Ce qui est clair, c'est que la première chose se démarquant avec ce film, et qui fait sa force d'appât car étant forcément sur le premier aperçu (en commençant par voir l'affiche par exemple), c'est le visuel de ce film et nous pouvons bien dire qu'il est très particulier. Effectivement, on retrouvera durant toute sa durée un jonglage entre la vraie vie et la réalité virtuelle de U, marqué par un clivage à la fois avec le style et la pâte. Dans la vie réelle de Suzu, on sera plutôt habitué à des couleurs ternes, monotones, un rythme lent, et un chara-design assez homogène dans la forme. Tandis que concernant la réalité virtuelle, nous obtenons un opposé net avec un magnifique océan de couleurs, un rythme rapide et fluide, et le chara-design quant à lui se trouvant être très éclectique, dans une sorte de 3D. Ce dernier étant le point faisant un léger bémol, le cheveu dans la soupe visuelle. Car bien que cohérent car dans un monde virtuel, casse peut-être un peu trop avec le style d'animation initial, et souffre un peu de grossièreté sur les modèles 3D quand on penche un peu l’œil. Le clivage voulu est assez évident à voir, d'un côté la vie maussade, lente, sans intérêt dans le monde réel. D'un autre, un festival de couleurs, de rythme et de diversité dans « U ». Quoi qu'il en soit, on retrouve bien cette esthétique toujours particulière et vivante de la part de Mamoru Hosoda, mais ce n'est pas la seule chose qui marque le clivage, car il y a un autre élément qui se trouve être en fait à la fois le symbole du film et un élément très important de l'intrigue.

S'il y a bien un emblème à ce film, c'est la musique.

Car s'il y a bien un emblème à ce film, ce n'est pas forcément le visuel dont nous venons de parler, mais la musique. Étant déjà un intérêt très important de l'intrigue, car le personnage de Suzu n'étant capable de chanter que dans U depuis son traumatisme (entre autres). Cela se couplant en parallèle avec un travail considérable qui a été fait sur cette bande-son musicale (la voix techniquement parfaite, l'instrumental propre, la consonance avec le déroulé visuel), nous pouvons être sûrs d'une chose. C'est parfaitement clair de la part du réalisateur que le musical de ce film a été créé de manière à être sa pièce forte, et cela a fonctionné. N'importe quelle personne qui pensera à Belle, se souviendra forcément de sa bande-son marquante, et il est bien plus facile de chantonner un air pour marquer les esprits que de dessiner un thème visuel.

VOTRE TRAVAIL:
[1] Dans le texte sur le film Belle, qu'est-ce que Suzu ne peut faire que dans U depuis son traumatisme ?
[2] Recopiez tout le passage du texte sur le film Belle, de « Car s'il y a » jusqu'à « un thème visuel. ».

DONNÉES FOURNIES:
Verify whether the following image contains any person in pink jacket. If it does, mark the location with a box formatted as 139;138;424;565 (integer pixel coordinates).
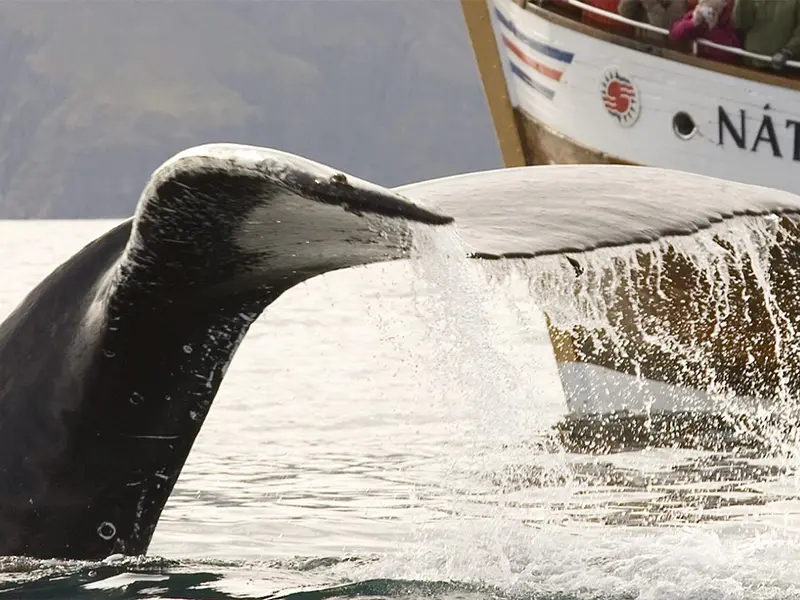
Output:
669;0;742;63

RÉPONSES PAR TÂCHE:
[1] Chanter.

[2]
Car s'il y a bien un emblème à ce film, ce n'est pas forcément le visuel dont nous venons de parler, mais la musique. Étant déjà un intérêt très important de l'intrigue, car le personnage de Suzu n'étant capable de chanter que dans U depuis son traumatisme (entre autres). Cela se couplant en parallèle avec un travail considérable qui a été fait sur cette bande-son musicale (la voix techniquement parfaite, l'instrumental propre, la consonance avec le déroulé visuel), nous pouvons être sûrs d'une chose. C'est parfaitement clair de la part du réalisateur que le musical de ce film a été créé de manière à être sa pièce forte, et cela a fonctionné. N'importe quelle personne qui pensera à Belle, se souviendra forcément de sa bande-son marquante, et il est bien plus facile de chantonner un air pour marquer les esprits que de dessiner un thème visuel.